SHORT TASK :: Present the following entries again, word for word and in full.

DATASET CONTENT ::
[Begin]
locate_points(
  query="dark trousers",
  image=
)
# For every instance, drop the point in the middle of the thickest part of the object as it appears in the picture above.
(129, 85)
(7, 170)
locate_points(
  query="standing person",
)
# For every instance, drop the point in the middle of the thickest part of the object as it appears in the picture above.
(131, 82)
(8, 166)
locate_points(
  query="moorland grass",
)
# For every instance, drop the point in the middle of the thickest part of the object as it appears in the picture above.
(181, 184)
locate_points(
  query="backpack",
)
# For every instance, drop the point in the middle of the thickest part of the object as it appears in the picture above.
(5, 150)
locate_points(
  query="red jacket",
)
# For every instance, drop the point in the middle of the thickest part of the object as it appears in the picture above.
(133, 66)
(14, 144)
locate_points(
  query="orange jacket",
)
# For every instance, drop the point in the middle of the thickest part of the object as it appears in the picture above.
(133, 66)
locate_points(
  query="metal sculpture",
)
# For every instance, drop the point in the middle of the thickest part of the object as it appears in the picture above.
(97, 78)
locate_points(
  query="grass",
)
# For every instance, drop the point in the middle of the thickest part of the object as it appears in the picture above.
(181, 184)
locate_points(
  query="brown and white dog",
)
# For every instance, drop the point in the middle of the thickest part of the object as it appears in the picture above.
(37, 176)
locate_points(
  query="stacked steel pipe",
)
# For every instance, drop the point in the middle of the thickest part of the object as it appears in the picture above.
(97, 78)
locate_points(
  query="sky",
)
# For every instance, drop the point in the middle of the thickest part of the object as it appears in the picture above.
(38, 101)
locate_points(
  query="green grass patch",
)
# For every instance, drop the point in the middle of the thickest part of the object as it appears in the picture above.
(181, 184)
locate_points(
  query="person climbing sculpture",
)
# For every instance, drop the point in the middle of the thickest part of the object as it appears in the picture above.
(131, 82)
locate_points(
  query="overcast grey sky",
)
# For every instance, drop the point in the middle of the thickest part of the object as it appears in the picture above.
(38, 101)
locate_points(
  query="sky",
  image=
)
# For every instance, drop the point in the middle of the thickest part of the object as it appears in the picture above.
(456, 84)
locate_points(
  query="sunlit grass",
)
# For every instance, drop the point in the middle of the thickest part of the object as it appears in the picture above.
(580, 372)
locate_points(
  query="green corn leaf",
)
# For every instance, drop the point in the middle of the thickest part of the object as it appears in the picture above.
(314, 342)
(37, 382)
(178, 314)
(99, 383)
[End]
EXERCISE SOLUTION ::
locate_points(
  query="dark trousers",
  image=
)
# For every instance, drop the point in the middle of the thickest part of the object as it appears in the picture above.
(129, 85)
(7, 170)
locate_points(
  query="standing person",
)
# For every instance, drop the point in the middle of the thickest part of the object as it appears in the picture above.
(131, 82)
(8, 166)
locate_points(
  query="moorland grass",
)
# For every instance, drop the point in the middle of the thickest part of the object as it appears in the picture above.
(181, 184)
locate_points(
  query="backpack",
)
# For every instance, drop the point in the middle of the thickest part of the object as it appears in the picture above.
(5, 150)
locate_points(
  query="red jacket",
)
# For every instance, drop the point in the middle of the thickest part of the object as it appears in the picture above.
(133, 66)
(14, 144)
locate_points(
  query="orange jacket",
)
# For every instance, drop the point in the middle of the thickest part of the object as it appears in the picture above.
(133, 66)
locate_points(
  query="metal sculpture",
)
# For every instance, drop the point in the middle of the thickest part of the object as it appears in the picture above.
(97, 78)
locate_points(
  query="grass",
)
# For every instance, drop the point in the middle of the thickest part of the object as it appears in the picture above.
(181, 184)
locate_points(
  query="brown and white dog",
)
# For every instance, drop the point in the middle of the thickest part of the object as it appears in the picture above.
(37, 176)
locate_points(
  query="stacked steel pipe",
)
# For every instance, drop the point in the middle of the thickest part of the object as it appears in the picture above.
(97, 78)
locate_points(
  query="sky",
)
# For every instance, drop the point in the middle of the thickest part of the object as it appears in the picture above.
(38, 101)
locate_points(
  query="green grass patch",
)
# For every instance, drop the point in the middle of the thickest part of the object as it appears in the picture above.
(181, 184)
locate_points(
  query="person climbing sculpture",
)
# For every instance, drop the point in the middle of the thickest part of the object as it appears in the picture above.
(131, 82)
locate_points(
  query="overcast grey sky",
)
# For every instance, drop the point in the middle of the thickest part of the object as it appears in the picture above.
(38, 101)
locate_points(
  query="sky",
  image=
)
# For every instance, drop the point in the middle of the thickest part of the object as it appears in the picture above.
(456, 84)
locate_points(
  query="sunlit grass",
)
# For every instance, drop the point in the middle of the thickest part of the object as it appears in the picture above.
(580, 372)
locate_points(
  query="green corn leaf",
)
# For every instance, drop the point in the middle of the thickest part of the object as it appears in the picture above.
(314, 342)
(37, 382)
(178, 314)
(99, 383)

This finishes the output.